#### YOUR TASK
Please state how many lines in the rows below contain the string "window". Reply with the number alone.

Point annotations for photos:

^^^^^^^^^^^^^^^^

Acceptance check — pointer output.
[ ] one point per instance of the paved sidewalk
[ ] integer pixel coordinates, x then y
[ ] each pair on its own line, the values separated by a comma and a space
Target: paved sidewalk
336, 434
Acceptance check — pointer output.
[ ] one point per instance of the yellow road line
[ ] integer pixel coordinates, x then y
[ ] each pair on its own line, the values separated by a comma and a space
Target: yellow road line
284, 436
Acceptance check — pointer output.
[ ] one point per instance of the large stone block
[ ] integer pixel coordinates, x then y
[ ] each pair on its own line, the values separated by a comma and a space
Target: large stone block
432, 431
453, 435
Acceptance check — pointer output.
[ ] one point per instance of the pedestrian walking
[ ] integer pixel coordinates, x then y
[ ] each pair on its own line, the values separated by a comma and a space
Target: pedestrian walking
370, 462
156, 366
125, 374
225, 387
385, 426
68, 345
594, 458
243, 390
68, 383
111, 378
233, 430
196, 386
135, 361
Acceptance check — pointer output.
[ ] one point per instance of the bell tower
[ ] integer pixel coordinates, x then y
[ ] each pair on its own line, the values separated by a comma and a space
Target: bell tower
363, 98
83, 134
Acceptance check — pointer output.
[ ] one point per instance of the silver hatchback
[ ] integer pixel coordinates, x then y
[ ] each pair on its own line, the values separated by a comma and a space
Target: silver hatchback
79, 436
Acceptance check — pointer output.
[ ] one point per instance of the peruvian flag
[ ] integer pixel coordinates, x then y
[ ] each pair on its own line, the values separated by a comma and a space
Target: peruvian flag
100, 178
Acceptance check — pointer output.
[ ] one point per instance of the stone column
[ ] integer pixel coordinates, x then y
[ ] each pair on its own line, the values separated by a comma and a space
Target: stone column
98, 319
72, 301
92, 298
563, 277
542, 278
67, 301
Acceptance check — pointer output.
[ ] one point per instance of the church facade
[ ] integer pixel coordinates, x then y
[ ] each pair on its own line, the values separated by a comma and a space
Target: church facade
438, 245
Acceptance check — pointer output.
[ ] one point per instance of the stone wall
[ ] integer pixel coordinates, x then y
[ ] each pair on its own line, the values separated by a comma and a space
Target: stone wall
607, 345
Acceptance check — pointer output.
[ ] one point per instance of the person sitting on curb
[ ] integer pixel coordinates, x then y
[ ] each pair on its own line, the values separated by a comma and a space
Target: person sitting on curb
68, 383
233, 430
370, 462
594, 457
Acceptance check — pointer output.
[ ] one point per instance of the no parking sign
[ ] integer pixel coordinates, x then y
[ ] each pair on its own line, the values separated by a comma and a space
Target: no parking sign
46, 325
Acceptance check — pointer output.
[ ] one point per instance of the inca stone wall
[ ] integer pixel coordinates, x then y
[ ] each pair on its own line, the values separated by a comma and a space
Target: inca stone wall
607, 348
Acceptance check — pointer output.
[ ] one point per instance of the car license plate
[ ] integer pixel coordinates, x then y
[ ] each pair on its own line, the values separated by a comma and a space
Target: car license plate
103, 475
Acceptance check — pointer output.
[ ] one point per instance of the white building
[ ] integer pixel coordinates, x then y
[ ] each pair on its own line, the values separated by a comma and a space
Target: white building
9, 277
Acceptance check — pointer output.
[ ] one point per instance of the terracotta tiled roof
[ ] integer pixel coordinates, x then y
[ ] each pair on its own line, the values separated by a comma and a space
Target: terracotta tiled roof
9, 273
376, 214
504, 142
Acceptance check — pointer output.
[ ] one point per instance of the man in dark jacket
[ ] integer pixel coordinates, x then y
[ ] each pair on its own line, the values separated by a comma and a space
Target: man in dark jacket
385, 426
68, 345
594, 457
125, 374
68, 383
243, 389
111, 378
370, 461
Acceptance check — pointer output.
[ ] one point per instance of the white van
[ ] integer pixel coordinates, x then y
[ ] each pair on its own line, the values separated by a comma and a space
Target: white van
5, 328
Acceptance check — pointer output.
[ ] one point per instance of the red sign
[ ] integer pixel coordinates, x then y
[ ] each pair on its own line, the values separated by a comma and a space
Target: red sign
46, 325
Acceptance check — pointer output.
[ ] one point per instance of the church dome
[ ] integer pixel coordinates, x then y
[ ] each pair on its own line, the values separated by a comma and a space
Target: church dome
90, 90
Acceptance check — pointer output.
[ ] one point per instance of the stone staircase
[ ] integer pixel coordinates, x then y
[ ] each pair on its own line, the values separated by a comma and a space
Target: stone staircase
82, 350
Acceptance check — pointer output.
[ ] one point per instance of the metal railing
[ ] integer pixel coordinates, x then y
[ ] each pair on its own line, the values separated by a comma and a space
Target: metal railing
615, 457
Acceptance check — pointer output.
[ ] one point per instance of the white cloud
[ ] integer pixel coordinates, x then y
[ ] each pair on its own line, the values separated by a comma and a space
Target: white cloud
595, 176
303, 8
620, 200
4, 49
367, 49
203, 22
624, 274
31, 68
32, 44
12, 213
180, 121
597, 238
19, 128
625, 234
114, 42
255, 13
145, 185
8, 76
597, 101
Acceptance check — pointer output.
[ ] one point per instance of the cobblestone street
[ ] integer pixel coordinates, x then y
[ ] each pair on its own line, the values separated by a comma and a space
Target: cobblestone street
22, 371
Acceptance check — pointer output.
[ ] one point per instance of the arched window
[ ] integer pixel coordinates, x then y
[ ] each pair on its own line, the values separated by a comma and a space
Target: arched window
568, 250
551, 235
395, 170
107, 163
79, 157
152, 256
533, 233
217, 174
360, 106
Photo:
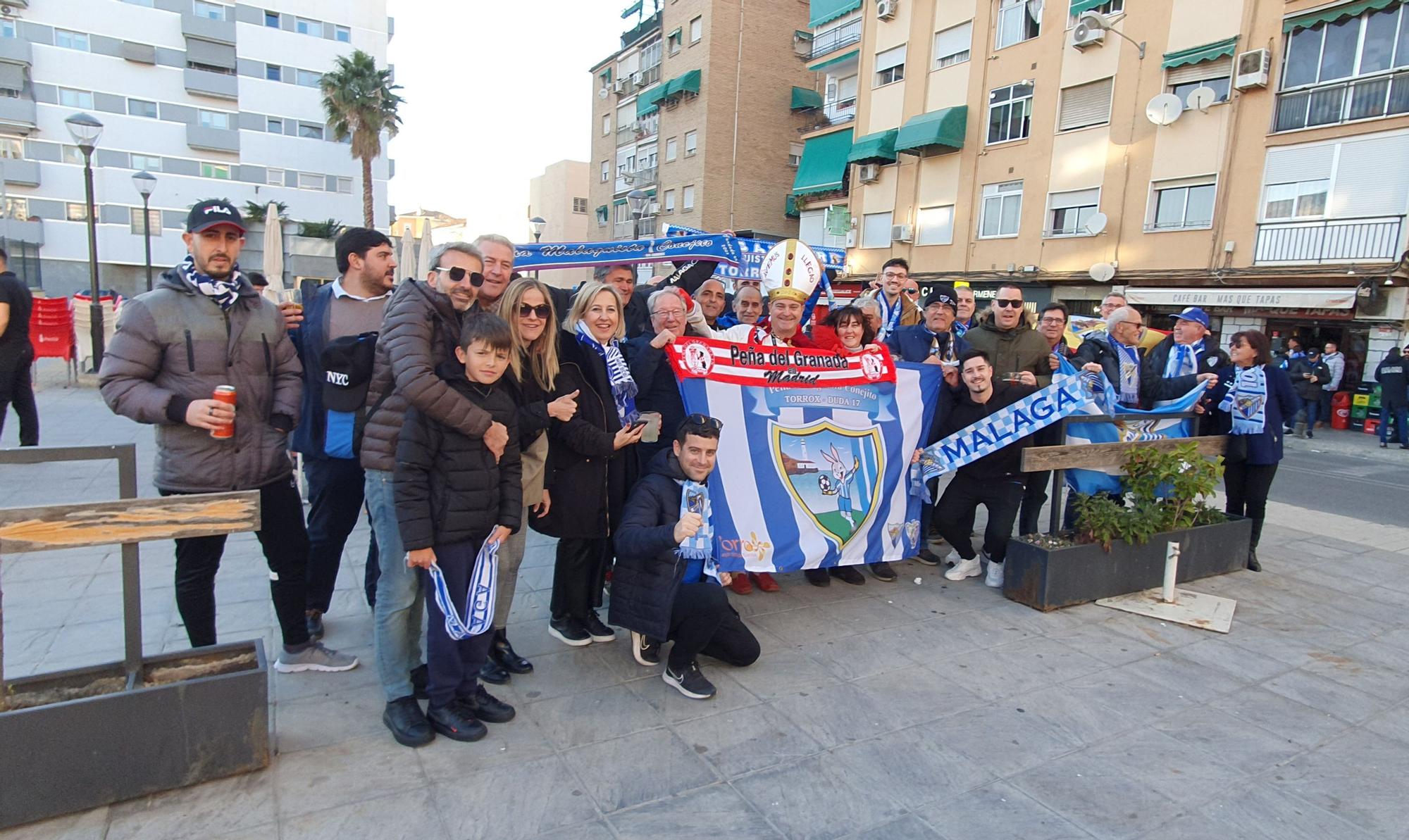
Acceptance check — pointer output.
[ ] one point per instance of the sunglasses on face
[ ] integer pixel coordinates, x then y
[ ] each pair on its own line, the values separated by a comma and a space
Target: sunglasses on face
459, 274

^^^^^^^^^^^^^^^^

#### SOLUTION TO THIS EXERCISE
2